* _Problems and tasks_
a - Translate this sentence from the news report on the missing Bulawayo businessman into Spanish: "Baron, who was badly injured, was airlifted to a Bangkok hospital on Monday."
b - Resume the news report on the missing Bulawayo businessman after its last sentence.

Start of Document segment

A PROMINENT Bulawayo businessman is missing, presumed dead, after the devastating tsunami that tore through Thailand’s beach resorts on Boxing Day.
Steve Le Roux (58) and his business partner Clive Baron (68), both Zimbabwean, were staying at the upscale Princess Island Resort at Koh Phi Phi near Phuket on Thailand’s south-west Andaman coast when the giant wave struck on December 26, flattening the resort complex.
Baron, who was badly injured, was airlifted to a Bangkok hospital on Monday. He had been on a respirator for several days. Le Roux is among the thousands still unaccounted for. His sister in Cape Town, Sue Le Roux, has been told by South African medical authorities to assume he is dead. DNA samples have been sent to Thailand.
Sue Le Roux said her brother, who together with Baron owned Cinderella Manufacturing (Pvt) Ltd in Bulawayo, a prominent clothes manufacturing company, had spoken to the family on Christmas Day, saying he was having a relaxing holiday.
Baron, who was out walking near his hotel when the tsunami struck, was knocked unconscious. His lungs were filled with water, doctors said. His legs had been crushed and his body was covered with bruises. He had been rescued by locals and taken to a clinic. From there he was moved to a hospital and then airlifted to the capital.

End of Document segment
Start of Provided data

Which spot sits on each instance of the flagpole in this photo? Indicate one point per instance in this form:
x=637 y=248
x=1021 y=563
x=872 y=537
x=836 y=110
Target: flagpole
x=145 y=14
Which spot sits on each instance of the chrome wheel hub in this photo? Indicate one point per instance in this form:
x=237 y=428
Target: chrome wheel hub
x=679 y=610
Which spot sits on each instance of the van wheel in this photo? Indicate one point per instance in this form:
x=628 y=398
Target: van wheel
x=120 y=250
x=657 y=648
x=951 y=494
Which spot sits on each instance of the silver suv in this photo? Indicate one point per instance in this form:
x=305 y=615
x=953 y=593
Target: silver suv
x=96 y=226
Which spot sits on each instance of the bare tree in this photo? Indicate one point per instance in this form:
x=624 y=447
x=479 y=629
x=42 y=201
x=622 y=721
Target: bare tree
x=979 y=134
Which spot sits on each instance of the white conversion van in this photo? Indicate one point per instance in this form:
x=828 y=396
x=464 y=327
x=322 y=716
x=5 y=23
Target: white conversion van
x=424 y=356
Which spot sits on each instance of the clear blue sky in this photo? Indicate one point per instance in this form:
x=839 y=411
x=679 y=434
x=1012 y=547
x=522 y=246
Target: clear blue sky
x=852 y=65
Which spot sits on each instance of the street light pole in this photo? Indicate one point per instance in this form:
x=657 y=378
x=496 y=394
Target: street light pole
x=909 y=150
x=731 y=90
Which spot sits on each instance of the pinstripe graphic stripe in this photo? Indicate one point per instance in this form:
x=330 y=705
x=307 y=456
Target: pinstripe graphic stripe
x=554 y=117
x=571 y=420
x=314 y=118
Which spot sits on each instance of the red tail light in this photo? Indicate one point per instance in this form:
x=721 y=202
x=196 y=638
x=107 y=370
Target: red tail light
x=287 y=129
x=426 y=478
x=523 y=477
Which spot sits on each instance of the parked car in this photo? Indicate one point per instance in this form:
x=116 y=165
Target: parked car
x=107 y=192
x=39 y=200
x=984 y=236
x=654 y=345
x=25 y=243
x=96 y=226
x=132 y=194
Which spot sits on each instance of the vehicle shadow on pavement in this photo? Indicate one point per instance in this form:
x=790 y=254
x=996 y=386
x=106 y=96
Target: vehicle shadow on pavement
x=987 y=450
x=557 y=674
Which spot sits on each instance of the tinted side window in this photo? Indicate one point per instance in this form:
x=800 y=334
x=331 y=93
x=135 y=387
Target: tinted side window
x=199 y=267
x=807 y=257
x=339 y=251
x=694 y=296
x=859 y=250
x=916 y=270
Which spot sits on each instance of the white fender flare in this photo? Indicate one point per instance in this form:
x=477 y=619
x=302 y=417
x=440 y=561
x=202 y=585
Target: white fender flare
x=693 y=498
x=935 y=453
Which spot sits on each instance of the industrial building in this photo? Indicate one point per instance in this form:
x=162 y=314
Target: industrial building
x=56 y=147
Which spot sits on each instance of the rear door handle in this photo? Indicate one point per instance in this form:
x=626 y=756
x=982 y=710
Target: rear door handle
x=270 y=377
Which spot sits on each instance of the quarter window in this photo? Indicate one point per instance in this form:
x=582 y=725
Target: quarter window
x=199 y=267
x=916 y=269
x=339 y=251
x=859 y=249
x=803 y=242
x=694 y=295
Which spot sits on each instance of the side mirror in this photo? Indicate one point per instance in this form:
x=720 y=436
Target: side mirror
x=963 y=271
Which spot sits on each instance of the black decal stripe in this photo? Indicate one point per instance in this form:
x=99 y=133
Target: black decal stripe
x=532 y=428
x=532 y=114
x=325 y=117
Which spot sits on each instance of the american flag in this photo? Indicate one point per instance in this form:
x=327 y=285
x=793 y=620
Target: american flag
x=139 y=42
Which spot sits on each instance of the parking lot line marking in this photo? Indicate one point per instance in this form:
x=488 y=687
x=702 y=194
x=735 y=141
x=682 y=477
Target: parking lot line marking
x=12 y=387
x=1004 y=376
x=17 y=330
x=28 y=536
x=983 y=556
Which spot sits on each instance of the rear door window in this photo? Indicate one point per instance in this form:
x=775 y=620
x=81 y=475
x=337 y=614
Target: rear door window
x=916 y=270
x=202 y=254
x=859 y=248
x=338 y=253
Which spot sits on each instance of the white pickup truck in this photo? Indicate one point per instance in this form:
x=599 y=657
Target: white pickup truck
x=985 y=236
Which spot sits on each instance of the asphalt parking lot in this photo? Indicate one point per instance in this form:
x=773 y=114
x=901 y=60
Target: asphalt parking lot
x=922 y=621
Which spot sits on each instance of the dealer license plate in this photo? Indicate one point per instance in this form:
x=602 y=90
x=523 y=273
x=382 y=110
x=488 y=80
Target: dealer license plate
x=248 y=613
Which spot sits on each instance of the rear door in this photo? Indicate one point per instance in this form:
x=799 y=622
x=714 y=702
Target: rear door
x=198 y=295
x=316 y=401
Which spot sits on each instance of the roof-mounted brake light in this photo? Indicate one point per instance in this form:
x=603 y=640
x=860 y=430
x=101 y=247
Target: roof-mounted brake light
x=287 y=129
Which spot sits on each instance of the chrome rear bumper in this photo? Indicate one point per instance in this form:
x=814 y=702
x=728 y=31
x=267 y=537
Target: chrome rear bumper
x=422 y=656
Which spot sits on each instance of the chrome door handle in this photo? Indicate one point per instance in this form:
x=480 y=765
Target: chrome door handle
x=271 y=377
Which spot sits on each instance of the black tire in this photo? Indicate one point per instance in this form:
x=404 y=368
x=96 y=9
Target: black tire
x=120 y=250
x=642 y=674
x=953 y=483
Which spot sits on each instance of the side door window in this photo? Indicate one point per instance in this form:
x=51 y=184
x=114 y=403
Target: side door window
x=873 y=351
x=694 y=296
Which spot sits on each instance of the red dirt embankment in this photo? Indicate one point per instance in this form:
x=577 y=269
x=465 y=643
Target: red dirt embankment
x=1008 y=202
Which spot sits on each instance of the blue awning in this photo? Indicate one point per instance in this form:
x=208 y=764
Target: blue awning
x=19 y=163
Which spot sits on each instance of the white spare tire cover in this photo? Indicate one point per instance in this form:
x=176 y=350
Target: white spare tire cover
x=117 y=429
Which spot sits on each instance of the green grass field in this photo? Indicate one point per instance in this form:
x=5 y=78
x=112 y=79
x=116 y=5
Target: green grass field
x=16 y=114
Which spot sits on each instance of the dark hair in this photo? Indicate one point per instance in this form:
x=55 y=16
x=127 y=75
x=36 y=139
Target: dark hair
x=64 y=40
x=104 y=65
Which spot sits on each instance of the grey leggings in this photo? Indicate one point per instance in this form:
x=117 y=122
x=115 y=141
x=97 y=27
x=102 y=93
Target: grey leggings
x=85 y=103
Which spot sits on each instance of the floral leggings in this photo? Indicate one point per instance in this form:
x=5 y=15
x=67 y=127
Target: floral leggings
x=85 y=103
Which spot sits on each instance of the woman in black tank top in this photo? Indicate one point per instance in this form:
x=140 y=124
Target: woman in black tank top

End of Provided data

* _Per-task answers_
a - Baron, que resultó gravemente herido, fue trasladado en avión a un hospital de Bangkok el lunes.

b -
At one stage he faced amputation of the most badly injured leg. But doctors have been fighting to save it, friends say. His hospital care in Thailand has been “six-star”, they said.
“He is like a brother to us,” Sue Le Roux said of Clive Baron. “Steve and Clive had been business partners for over 40 years. He was like a brother to all Steve’s three sisters. We are only grateful we didn’t lose both of them.”
Sue Le Roux said friends and colleagues in Bulawayo had been wonderful. She thanked them for their “prayers and support”.
“We love Clive dearly and know he will pull through,” she said.
Cinderella Manufacturing, currently closed, is due to reopen later this month.
Former Bulawayo mayor Dr Eugene Gordon said the loss of Steve Le Roux was a blow to the Bulawayo business community.
“Steve was highly-respected and very popular,” Gordon said. “He was an
unassuming person who did a lot of charity work that is not generally known,” he said.